── Data entries ──

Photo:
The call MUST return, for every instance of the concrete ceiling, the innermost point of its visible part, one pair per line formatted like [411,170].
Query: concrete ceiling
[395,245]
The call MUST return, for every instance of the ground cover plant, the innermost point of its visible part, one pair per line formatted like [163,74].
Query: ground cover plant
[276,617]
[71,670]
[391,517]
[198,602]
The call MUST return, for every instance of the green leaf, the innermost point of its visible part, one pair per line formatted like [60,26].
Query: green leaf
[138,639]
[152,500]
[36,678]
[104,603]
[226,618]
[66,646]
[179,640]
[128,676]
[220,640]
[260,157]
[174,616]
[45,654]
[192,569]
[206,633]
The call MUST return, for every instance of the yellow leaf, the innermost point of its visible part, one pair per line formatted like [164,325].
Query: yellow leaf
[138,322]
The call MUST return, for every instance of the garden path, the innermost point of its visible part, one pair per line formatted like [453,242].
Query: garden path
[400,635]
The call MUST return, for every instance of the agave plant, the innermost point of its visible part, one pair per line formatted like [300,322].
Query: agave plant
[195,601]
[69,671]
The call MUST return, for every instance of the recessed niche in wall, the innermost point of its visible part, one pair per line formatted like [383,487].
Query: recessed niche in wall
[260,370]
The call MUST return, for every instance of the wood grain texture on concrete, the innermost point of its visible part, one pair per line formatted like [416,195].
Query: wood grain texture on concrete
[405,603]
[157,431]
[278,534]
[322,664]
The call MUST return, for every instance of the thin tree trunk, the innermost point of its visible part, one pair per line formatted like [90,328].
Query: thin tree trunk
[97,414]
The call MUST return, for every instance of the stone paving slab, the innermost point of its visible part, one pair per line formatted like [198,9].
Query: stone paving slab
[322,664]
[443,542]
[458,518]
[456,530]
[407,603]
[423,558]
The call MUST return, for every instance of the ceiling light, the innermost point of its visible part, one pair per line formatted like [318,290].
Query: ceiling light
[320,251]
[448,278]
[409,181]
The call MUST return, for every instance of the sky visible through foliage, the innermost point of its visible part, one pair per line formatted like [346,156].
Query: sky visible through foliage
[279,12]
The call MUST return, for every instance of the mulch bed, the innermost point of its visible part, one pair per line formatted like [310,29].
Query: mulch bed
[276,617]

───

▶ [Job]
All lines from the one that contains "The call MUST return, for every instance of the stone" through the end of the material are to be quoted exactly, with both ends included.

▶ [Answer below]
The call MUST return, for every instance of the stone paving slab, the innermost point of its visible part, one pair per line formatted like [198,9].
Query: stone paving slab
[322,664]
[443,542]
[458,518]
[456,530]
[407,603]
[423,558]
The call MUST return, for every instance of the ceiling light, the innermost point of its visible part, one pair per line formatted like [318,290].
Query: ceiling light
[320,251]
[448,278]
[409,181]
The call MUST return, for every instance of the sky visible through foliage, the innermost point of its visible part, one pair per line formatted like [346,156].
Query: sky visible through foliage
[279,12]
The call MUST return, for every instance of the mulch bed, the innermost point of its visible part, one pair per line formatted like [310,29].
Query: mulch bed
[276,617]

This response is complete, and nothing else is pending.